MATERIAL FOR THIS EXERCISE START
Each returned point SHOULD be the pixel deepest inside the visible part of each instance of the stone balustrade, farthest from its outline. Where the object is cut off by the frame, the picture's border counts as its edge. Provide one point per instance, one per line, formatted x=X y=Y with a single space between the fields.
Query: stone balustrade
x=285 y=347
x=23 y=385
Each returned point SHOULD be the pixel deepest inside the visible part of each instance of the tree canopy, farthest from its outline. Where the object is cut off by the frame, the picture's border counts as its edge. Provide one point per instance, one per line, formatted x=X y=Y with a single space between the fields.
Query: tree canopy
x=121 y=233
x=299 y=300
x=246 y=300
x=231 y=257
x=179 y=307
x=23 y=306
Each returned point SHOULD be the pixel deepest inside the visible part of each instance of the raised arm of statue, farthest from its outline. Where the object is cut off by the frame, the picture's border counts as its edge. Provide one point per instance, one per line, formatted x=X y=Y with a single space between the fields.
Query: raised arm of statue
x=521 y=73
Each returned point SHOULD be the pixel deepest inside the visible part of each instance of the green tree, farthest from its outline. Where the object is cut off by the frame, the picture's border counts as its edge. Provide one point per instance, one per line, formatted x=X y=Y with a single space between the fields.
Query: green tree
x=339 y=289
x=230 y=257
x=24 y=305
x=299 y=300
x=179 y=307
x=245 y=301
MATERIAL FOR THIS EXERCISE END
• REQUIRED ACTION
With the records above in view, retype each one exactly.

• WRITTEN SOLUTION
Each returned point SHOULD be the pixel deepest inside the visible part of each instance of the stone balustrade, farthest from its outline. Where the object is cut off by the frame, the picture's border counts as its edge. Provide one point per instance, one per line, formatted x=X y=Y with a single space between the fields.
Query: stone balustrade
x=285 y=347
x=23 y=385
Each returned point SHOULD be the pixel deepest inside the visible part of each instance of the tree canopy, farthest from its outline. Where the object is cut off by the frame, the picture's border counts as its edge. Provide one point per instance, one per line, formatted x=X y=Y with a single space between the fields.
Query: tree canopy
x=121 y=233
x=299 y=300
x=246 y=300
x=231 y=257
x=179 y=307
x=23 y=306
Each returned point SHOULD be the pixel deepest inside the visible part of each instance of the raised arm of statue, farthest from its outline. Where the object is cut off by the frame, the picture's border counts as its edge. Provide one point per instance, one per line, formatted x=X y=Y with a single space between the fields.
Query: raised arm of statue
x=521 y=73
Each returned point SHOULD be the pixel deepest inside the visible part of each instance of the green tree, farthest from its outline. Where the object is cut off by the frame, the picture's border counts as its edge. Provide one point per instance, one per line, formatted x=X y=Y with a single space between the fields.
Query: green tree
x=339 y=289
x=230 y=257
x=24 y=305
x=299 y=300
x=179 y=307
x=245 y=301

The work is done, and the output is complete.